§ **THE PROBLEM**
Add 101 to every coordinate in the polygon outlines as you write out all of the entries below again, requests included, and leave the pictures out of your answer.

(begin)

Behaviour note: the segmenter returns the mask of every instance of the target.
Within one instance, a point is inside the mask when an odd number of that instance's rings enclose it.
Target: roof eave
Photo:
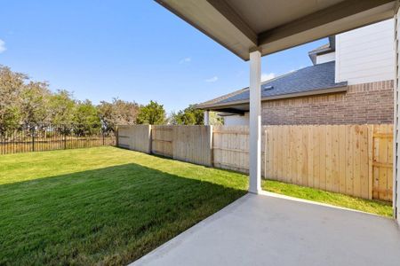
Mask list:
[[[293,92],[293,93],[286,93],[280,94],[275,96],[268,96],[261,98],[261,101],[269,101],[276,99],[283,99],[283,98],[300,98],[300,97],[307,97],[307,96],[314,96],[314,95],[324,95],[324,94],[332,94],[332,93],[339,93],[339,92],[346,92],[348,91],[348,85],[345,84],[343,86],[338,86],[333,88],[325,88],[325,89],[318,89],[308,91],[302,92]],[[236,106],[244,106],[249,104],[249,99],[240,100],[240,101],[232,101],[222,104],[213,104],[213,105],[196,105],[196,109],[205,109],[205,110],[216,110],[220,108],[228,108]]]

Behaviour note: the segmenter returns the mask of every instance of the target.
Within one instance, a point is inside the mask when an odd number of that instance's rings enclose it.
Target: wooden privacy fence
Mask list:
[[[151,151],[151,126],[118,126],[117,146],[148,153]]]
[[[264,126],[261,131],[264,177],[392,200],[393,125]],[[119,127],[118,144],[183,161],[249,170],[246,126]]]
[[[118,145],[211,167],[212,132],[210,126],[120,126]]]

(end)

§ **EXERCISE ANSWER**
Behaviour note: the segmenter returns the mask of every instance of the target.
Within one instance, a point is inside the mask when an odd number of that instance's rings enclose it.
Target: roof eave
Photo:
Mask list:
[[[394,193],[394,194],[387,194],[381,195],[376,197],[369,197],[362,199],[362,202],[370,202],[377,200],[384,200],[384,199],[401,199],[401,198],[408,198],[408,197],[415,197],[415,196],[425,196],[425,195],[433,195],[433,194],[440,194],[440,193],[447,193],[449,192],[449,186],[446,185],[444,187],[439,187],[434,189],[426,189],[426,190],[419,190],[409,192],[403,193]],[[337,207],[345,207],[350,205],[350,200],[341,201],[341,202],[333,202],[323,205],[314,205],[314,206],[297,206],[297,210],[306,210],[306,211],[317,211],[321,209],[329,209]]]

Behaviour note: the segmenter returns the mask of every instance of the target.
Within one instance, a point is inside the mask when an odd number of that instance's rings enclose it.
Target: wooden privacy fence
Mask list:
[[[252,252],[252,227],[219,227],[218,247],[249,254]]]
[[[365,227],[362,232],[365,278],[493,301],[494,226]],[[220,228],[219,245],[284,262],[350,271],[347,227]]]
[[[219,246],[312,268],[313,233],[311,227],[221,227]]]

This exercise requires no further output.